TASK >> Your reply should hold the line containing "the reel drag" and every later line of the records, reproduced exactly, and no other lines.

EXERCISE DATA >>
***
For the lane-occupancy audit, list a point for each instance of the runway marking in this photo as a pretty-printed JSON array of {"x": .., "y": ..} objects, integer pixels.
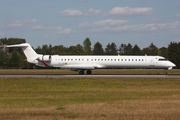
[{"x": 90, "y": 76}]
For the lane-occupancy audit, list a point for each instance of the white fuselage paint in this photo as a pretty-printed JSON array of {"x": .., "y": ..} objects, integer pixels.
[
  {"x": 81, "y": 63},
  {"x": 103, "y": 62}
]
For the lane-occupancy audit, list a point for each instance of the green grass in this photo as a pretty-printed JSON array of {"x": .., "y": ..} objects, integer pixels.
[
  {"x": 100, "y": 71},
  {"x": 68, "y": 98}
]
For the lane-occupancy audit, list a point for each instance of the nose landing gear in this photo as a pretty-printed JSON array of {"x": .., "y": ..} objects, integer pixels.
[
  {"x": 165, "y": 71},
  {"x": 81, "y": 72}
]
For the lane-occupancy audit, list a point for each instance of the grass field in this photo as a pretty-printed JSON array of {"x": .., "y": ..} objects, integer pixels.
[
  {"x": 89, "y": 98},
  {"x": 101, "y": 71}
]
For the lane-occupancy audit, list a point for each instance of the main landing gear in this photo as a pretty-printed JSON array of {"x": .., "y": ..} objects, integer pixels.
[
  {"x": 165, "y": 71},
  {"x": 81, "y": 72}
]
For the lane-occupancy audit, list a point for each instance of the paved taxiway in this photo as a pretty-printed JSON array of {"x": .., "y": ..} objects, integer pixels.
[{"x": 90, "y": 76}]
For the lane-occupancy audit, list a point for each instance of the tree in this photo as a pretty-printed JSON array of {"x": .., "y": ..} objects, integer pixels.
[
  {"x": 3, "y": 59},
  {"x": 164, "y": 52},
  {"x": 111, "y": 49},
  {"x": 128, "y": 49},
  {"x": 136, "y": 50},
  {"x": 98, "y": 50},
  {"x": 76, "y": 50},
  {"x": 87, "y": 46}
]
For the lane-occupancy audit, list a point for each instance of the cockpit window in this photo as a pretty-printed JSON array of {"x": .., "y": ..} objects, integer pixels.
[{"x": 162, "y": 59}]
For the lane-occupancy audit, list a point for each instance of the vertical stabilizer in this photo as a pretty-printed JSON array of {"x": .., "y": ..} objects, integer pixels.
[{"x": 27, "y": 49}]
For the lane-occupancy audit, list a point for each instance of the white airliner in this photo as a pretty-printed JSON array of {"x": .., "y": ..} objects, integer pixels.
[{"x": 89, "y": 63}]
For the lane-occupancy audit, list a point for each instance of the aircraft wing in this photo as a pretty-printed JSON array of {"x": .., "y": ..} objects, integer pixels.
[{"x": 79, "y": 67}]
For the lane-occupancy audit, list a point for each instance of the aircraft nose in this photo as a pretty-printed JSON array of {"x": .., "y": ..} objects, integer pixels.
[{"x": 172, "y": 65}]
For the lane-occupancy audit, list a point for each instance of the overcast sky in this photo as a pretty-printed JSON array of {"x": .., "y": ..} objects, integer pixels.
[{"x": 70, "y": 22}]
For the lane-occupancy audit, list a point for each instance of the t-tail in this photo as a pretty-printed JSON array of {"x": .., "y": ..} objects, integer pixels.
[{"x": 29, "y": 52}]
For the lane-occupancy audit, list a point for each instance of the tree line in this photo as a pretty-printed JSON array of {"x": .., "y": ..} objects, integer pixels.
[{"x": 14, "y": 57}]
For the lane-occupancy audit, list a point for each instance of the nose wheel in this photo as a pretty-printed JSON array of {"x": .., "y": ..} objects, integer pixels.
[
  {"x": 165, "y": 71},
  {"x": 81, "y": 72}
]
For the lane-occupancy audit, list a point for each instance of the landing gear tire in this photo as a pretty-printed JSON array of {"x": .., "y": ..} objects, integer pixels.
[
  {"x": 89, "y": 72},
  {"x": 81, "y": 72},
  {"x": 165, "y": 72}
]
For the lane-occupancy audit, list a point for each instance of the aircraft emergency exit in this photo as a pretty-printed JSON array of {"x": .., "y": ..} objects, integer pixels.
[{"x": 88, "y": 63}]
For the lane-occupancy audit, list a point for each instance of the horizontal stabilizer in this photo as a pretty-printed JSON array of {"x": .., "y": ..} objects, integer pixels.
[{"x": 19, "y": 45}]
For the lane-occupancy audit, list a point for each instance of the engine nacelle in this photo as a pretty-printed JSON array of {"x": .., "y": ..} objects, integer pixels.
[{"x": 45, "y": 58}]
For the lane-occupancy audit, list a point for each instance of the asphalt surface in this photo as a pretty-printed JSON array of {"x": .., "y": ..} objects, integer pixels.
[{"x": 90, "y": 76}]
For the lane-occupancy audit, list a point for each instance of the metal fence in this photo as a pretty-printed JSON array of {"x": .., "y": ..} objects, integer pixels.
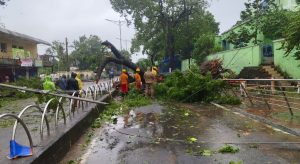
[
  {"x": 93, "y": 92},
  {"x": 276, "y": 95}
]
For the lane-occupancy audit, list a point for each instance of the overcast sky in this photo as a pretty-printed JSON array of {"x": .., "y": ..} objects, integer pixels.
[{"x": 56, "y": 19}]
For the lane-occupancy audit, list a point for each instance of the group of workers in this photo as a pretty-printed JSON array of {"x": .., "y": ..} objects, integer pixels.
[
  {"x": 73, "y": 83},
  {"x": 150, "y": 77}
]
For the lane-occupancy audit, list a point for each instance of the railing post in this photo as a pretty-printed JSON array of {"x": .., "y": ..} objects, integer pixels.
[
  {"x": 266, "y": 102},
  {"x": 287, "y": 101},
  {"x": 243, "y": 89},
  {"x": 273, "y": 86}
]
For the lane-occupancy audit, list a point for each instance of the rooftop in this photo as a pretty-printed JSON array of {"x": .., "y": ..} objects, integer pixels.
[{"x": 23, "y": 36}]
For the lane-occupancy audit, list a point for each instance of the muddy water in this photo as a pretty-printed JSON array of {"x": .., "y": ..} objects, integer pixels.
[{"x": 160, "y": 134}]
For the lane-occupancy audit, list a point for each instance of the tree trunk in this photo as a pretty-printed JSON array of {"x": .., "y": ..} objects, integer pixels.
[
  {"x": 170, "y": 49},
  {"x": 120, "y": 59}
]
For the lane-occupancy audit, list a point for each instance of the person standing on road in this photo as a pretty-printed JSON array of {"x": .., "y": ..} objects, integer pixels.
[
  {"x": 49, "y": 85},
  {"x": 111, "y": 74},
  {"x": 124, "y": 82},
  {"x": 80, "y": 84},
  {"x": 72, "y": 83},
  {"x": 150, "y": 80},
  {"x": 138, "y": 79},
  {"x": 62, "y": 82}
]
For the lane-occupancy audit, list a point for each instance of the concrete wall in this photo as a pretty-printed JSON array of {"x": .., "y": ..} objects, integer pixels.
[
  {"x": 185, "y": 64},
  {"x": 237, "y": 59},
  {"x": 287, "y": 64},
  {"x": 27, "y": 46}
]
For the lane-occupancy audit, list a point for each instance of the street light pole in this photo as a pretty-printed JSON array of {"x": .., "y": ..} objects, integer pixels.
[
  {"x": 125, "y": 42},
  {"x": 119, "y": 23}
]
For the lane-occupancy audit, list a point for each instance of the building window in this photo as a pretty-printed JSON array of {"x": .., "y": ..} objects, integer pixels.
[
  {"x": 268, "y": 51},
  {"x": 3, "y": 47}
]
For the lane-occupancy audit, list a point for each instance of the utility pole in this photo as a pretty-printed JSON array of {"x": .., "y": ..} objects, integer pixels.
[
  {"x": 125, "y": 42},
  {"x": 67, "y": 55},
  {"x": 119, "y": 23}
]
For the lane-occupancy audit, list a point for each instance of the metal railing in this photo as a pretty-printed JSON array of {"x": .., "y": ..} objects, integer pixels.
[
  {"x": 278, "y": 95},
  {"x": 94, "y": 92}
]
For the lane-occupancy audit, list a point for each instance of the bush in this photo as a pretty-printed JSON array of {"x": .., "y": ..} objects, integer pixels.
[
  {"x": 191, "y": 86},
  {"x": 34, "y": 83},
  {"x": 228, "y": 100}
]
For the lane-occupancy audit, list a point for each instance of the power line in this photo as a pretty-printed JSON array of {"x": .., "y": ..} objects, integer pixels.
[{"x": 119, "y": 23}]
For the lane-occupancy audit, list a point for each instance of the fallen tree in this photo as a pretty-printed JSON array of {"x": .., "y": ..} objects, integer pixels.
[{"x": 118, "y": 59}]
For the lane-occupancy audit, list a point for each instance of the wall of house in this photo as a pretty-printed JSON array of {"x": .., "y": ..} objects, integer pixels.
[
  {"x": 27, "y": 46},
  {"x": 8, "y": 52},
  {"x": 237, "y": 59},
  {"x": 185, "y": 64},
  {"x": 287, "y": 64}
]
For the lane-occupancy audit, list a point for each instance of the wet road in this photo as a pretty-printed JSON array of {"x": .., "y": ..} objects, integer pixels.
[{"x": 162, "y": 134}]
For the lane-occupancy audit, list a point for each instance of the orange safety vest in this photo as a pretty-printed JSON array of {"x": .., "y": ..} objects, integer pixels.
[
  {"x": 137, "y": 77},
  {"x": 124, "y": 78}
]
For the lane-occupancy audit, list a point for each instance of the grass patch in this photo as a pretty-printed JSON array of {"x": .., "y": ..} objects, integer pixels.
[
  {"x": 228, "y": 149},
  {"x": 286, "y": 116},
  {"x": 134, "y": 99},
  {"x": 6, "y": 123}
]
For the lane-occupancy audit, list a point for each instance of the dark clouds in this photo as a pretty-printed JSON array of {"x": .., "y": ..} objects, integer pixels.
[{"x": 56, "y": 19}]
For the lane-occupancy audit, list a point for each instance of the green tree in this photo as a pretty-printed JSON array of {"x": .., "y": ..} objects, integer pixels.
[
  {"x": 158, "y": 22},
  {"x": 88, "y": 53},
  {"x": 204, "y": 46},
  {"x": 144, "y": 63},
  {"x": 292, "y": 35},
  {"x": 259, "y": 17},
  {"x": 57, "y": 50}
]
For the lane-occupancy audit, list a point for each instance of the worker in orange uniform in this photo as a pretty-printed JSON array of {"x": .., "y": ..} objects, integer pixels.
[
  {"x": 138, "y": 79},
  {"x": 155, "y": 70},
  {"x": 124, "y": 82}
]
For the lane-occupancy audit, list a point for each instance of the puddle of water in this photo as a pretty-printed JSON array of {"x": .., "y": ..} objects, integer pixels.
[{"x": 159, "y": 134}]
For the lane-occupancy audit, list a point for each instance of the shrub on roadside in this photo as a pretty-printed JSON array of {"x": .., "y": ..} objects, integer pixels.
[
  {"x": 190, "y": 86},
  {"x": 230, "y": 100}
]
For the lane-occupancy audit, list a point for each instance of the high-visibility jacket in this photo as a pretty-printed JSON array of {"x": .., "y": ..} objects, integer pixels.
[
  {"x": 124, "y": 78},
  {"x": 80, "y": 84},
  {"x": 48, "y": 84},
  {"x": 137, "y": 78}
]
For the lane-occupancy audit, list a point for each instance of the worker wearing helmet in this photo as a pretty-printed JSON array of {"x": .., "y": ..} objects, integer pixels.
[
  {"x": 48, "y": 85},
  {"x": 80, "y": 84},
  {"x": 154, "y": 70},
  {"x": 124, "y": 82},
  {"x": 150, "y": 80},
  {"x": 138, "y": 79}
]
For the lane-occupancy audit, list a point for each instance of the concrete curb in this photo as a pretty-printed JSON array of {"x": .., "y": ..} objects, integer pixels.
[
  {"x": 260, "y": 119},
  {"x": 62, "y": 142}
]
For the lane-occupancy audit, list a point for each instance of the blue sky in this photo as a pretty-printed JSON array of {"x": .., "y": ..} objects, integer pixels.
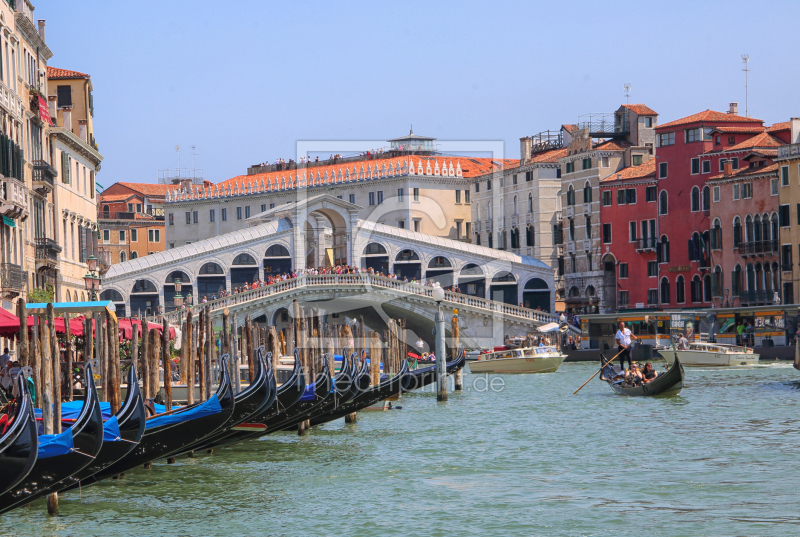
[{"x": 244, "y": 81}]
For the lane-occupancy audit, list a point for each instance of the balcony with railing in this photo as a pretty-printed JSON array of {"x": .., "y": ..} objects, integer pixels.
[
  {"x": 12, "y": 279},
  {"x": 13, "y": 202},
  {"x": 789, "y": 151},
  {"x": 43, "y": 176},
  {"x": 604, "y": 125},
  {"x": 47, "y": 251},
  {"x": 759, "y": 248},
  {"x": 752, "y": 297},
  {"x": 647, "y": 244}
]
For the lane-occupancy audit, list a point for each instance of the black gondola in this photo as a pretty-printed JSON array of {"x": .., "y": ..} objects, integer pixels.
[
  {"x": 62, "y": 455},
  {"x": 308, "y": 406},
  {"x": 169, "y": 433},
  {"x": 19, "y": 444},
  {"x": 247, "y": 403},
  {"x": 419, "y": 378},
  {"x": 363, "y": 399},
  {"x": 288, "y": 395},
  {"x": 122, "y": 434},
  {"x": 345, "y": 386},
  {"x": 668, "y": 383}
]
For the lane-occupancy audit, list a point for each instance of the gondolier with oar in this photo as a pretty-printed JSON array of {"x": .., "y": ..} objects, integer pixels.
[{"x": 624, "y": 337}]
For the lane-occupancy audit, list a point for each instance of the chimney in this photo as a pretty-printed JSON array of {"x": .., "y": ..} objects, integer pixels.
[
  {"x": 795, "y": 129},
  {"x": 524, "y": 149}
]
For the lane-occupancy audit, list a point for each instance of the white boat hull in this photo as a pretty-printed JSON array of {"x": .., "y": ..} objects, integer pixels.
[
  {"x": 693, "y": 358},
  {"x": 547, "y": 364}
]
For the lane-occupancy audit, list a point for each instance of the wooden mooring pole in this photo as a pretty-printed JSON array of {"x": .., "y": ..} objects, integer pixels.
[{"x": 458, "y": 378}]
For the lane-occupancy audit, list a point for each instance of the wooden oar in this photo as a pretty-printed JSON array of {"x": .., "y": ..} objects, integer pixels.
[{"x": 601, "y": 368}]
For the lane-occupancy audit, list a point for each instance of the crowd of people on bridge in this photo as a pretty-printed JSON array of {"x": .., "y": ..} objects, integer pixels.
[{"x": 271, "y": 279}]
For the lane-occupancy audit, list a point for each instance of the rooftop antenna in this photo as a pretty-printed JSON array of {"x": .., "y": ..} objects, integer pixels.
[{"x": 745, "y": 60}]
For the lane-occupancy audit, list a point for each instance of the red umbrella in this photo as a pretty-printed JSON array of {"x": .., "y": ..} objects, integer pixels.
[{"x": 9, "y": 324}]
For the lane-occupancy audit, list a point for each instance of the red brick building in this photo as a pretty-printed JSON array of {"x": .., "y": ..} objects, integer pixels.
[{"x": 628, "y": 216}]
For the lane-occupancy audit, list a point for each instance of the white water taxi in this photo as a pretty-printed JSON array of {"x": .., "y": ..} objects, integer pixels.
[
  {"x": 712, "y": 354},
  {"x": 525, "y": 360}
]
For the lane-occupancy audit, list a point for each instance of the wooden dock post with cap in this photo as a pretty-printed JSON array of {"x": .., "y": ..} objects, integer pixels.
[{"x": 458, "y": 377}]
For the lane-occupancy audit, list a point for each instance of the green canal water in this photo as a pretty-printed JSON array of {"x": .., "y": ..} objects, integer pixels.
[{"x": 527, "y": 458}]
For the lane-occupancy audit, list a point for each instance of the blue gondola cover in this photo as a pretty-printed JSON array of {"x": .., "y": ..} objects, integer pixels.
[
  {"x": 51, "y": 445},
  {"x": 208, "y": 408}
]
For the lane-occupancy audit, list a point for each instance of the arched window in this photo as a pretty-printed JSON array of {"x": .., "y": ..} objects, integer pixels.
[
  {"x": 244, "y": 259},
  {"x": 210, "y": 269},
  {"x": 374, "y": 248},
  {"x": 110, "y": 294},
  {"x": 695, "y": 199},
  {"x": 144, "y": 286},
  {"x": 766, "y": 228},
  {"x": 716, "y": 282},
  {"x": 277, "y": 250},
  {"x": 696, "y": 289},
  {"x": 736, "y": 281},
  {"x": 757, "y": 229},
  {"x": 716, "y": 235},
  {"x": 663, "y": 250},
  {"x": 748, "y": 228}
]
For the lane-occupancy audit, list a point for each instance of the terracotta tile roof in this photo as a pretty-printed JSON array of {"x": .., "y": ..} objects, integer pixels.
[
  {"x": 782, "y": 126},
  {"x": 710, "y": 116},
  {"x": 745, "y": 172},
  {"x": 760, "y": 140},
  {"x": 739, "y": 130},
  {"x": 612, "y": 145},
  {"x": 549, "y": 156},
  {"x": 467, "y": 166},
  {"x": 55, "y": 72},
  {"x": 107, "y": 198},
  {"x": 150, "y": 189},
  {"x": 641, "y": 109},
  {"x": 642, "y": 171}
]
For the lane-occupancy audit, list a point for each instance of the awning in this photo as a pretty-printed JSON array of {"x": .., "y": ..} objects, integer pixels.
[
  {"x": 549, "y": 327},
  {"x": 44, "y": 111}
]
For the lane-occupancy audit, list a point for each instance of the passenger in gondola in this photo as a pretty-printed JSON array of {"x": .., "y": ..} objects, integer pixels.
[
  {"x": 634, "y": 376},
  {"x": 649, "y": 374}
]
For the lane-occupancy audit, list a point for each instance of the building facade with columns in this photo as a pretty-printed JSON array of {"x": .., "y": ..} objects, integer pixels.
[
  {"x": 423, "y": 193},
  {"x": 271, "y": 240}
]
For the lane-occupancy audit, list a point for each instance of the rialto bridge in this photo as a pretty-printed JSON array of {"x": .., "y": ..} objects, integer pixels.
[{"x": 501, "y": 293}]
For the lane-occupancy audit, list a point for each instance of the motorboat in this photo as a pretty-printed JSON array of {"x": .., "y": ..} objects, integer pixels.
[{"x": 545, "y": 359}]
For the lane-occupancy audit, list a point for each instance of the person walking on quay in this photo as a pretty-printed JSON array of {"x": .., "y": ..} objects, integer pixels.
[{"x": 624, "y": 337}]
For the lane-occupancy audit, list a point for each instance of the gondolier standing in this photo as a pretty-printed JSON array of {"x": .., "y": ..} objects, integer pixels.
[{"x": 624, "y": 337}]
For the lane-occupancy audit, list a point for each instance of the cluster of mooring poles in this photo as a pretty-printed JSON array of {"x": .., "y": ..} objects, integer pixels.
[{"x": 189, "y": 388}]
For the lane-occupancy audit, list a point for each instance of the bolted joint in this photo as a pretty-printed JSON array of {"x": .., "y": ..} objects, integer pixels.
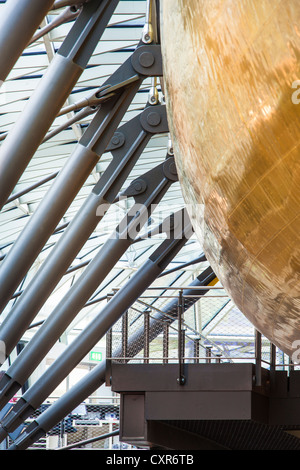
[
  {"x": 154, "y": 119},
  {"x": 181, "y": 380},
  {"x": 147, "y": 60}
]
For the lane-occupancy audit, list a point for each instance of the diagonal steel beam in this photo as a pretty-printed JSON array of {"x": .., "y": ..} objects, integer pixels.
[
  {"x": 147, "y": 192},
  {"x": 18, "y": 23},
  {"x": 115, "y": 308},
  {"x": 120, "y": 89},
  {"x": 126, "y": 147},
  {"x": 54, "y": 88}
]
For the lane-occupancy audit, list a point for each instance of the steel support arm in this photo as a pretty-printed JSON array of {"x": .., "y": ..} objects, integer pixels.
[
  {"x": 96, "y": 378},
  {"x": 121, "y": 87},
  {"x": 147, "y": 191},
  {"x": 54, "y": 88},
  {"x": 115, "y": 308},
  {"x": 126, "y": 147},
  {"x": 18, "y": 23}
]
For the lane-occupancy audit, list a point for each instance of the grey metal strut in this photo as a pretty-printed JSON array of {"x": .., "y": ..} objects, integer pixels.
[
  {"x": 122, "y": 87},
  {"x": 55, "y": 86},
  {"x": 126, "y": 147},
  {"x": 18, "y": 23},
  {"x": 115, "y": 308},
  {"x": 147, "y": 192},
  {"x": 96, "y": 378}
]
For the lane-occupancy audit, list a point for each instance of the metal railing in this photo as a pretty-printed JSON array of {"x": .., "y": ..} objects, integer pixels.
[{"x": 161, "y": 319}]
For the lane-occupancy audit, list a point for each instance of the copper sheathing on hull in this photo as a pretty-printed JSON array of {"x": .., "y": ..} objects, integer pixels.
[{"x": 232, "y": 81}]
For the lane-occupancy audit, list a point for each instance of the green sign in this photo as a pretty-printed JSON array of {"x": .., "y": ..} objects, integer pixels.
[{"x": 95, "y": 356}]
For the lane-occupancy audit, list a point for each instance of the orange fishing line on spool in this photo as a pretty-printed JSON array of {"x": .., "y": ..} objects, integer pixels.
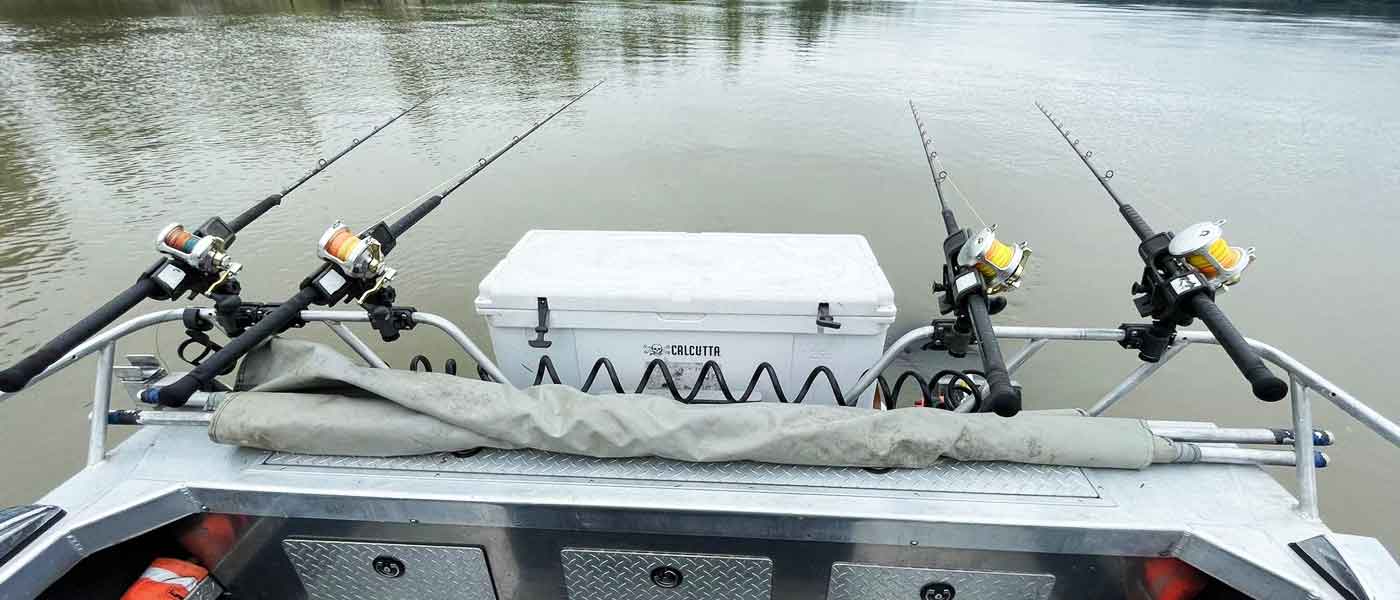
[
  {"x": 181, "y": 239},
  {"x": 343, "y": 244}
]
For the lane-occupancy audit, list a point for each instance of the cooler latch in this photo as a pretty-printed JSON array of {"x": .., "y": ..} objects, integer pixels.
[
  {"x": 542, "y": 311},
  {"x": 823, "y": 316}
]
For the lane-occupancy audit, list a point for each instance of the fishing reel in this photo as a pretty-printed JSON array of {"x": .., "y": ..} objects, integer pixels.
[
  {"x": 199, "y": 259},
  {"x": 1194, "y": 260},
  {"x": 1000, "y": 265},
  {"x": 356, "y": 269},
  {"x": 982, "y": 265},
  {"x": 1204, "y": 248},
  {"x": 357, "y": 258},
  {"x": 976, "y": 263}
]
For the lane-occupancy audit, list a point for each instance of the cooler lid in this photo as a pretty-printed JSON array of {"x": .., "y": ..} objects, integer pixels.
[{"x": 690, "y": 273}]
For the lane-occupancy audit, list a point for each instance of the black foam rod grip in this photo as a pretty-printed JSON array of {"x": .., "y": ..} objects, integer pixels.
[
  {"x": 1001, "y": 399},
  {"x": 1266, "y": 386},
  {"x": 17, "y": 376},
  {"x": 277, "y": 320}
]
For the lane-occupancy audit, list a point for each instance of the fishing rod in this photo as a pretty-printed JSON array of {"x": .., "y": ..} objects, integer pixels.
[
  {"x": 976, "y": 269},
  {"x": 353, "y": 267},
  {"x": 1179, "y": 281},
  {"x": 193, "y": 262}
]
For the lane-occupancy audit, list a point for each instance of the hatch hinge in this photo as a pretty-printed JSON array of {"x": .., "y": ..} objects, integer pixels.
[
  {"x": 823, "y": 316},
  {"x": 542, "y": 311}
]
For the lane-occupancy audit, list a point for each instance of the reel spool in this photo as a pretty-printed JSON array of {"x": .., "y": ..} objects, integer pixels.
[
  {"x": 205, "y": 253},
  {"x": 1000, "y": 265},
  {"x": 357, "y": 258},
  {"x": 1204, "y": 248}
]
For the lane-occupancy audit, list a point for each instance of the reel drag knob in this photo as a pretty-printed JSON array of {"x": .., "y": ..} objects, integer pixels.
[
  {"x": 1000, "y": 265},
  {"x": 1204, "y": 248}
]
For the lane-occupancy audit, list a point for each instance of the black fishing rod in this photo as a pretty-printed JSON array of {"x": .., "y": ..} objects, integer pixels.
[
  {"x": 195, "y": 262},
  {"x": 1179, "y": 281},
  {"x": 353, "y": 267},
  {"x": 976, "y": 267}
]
***
SOLUTION FOR THIS TASK >>
For the lane-occupancy audit, list a point for each instance of the reel drag knob in this photo as a pretty-printed JSON array of {"x": .., "y": ..} objects, integer pixels.
[
  {"x": 1000, "y": 265},
  {"x": 1204, "y": 248}
]
For the lane-occupancy audit, list a point for each instance of the black fishing rod in this photo as a pretty-printed JSON array of {"x": .., "y": ..} objects, integer pixels.
[
  {"x": 195, "y": 262},
  {"x": 1179, "y": 281},
  {"x": 353, "y": 267},
  {"x": 976, "y": 267}
]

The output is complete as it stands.